_Extracted data_
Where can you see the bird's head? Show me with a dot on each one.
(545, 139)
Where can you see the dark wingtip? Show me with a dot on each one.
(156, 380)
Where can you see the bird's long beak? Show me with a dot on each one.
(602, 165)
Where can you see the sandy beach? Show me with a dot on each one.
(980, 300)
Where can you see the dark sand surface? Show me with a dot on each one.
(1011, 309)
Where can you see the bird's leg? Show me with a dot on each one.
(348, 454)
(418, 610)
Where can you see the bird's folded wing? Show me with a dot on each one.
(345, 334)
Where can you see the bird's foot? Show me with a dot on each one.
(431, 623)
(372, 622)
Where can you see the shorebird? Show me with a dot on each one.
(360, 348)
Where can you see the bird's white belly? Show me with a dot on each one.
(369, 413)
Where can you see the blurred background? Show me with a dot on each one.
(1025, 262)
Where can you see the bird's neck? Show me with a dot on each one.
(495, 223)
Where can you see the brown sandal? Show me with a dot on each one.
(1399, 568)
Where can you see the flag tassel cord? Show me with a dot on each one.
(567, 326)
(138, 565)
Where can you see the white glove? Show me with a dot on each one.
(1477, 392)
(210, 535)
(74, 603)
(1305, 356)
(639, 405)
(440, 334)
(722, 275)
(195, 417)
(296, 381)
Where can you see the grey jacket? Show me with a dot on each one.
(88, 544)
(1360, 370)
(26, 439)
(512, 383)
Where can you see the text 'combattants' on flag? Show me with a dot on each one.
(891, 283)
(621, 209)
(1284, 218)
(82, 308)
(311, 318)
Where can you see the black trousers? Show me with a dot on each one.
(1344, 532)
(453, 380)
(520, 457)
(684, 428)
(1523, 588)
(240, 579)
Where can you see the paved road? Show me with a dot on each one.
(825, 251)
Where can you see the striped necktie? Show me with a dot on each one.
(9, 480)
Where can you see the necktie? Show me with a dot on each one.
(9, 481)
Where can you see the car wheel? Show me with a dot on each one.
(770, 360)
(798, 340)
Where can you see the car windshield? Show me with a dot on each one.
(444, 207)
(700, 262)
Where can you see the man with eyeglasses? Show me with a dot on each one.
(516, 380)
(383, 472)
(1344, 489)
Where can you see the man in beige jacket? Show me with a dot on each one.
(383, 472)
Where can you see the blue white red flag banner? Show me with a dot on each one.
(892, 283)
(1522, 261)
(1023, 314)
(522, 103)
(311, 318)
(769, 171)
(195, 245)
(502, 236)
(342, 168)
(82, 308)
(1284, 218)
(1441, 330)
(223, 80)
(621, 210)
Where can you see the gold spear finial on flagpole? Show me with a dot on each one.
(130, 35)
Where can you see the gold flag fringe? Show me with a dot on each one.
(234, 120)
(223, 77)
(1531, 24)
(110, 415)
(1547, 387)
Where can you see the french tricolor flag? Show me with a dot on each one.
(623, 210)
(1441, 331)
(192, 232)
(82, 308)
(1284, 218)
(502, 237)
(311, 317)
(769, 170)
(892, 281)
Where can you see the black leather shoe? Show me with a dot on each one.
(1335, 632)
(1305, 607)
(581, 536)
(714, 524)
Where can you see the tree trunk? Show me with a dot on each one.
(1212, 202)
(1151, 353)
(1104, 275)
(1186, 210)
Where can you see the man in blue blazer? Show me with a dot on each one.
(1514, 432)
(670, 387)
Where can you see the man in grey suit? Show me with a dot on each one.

_Exercise requirements_
Print all of the data above again without changing a single character, keeping every line in its original order.

_Output_
Where can you see the bird's head? Show me with a dot on each one.
(545, 139)
Where can you see the dark wingtip? Show me with a dot on each one.
(156, 380)
Where can you see the bird's long beak? Show me with a dot on each one.
(602, 165)
Where can you see the sandy beach? Show me with a dot on each one.
(980, 300)
Where can you see the dark sand surface? Show me with a dot on each one.
(1011, 309)
Where can you see the bird's leg? Show me with a dot on each one.
(348, 454)
(418, 610)
Where can you see the bird's folded wing? Show me with a dot on each one.
(345, 334)
Where can you see the bird's foot? Show me with a dot on each one.
(431, 623)
(372, 622)
Where can you see the shorebird? Show me with a dot on each one.
(360, 348)
Where can you see the bird's white belly? Show me with a dot on each one.
(369, 413)
Where can you see the blurred background? Show me with a dot on each one.
(1025, 262)
Where can you see the bird's neck? Show me with a dot on each one.
(495, 223)
Where can you see the brown sandal? Show me with a dot on each one.
(1399, 568)
Where can you see the flag tassel cord? Show me with a dot on each one.
(567, 326)
(138, 565)
Where can you see the white glove? Show me with a dot on each one.
(1477, 392)
(210, 535)
(74, 603)
(1305, 356)
(639, 405)
(440, 334)
(722, 275)
(195, 417)
(296, 381)
Where can you see the grey jacket? Show me with a dot on each one.
(88, 544)
(1360, 370)
(26, 439)
(512, 383)
Where can you see the text 'combattants' on flag? Show me with a dot on each one.
(891, 283)
(621, 209)
(1284, 218)
(82, 308)
(311, 318)
Where can you see the black trousers? Show me with a dot on each one.
(1344, 532)
(453, 380)
(520, 457)
(684, 428)
(1523, 588)
(240, 579)
Where can you see the paved road? Show me with a dot on each one.
(825, 251)
Where can you see the striped necktie? Show me with a dot on each one.
(9, 480)
Where can you see the necktie? Show me with a dot on each one.
(9, 481)
Where can you see the car wheel? Show me with a dot on each one.
(770, 360)
(798, 340)
Where can you see the car windshield? Show me with a dot on each one.
(444, 207)
(700, 262)
Where can you see the man with eyeglasses? Show me with a dot on each one.
(516, 380)
(383, 472)
(1344, 489)
Where can you see the man in beige jacket? Show me with a dot on each one.
(383, 472)
Where can you see the blue white red flag banner? Show me with a dot on each one.
(892, 283)
(1522, 261)
(1023, 314)
(522, 103)
(311, 318)
(769, 171)
(195, 245)
(502, 236)
(342, 168)
(82, 308)
(1284, 218)
(1441, 330)
(223, 80)
(621, 210)
Where can you see the gold spear finial on flagpole? Show me with a dot on each one.
(130, 35)
Where can you see the gold flag fringe? Show me with a dot on each one.
(234, 120)
(223, 77)
(1531, 24)
(110, 415)
(1547, 387)
Where can you see the french tricolor flag? Show me with a dot on each one.
(623, 210)
(1441, 331)
(192, 232)
(82, 308)
(1284, 218)
(502, 237)
(311, 317)
(769, 170)
(892, 281)
Where can you see the black leather shoe? Show me with a dot on each one.
(1335, 632)
(1305, 607)
(581, 536)
(714, 524)
Where can you see the tree trunk? Show me with a dot on each one.
(1212, 202)
(1151, 353)
(1104, 275)
(1186, 210)
Where can you see the man in blue blazer? Show me with a dot on each one.
(1514, 432)
(670, 387)
Where can you see the man in grey suit? Show me with a dot on each one.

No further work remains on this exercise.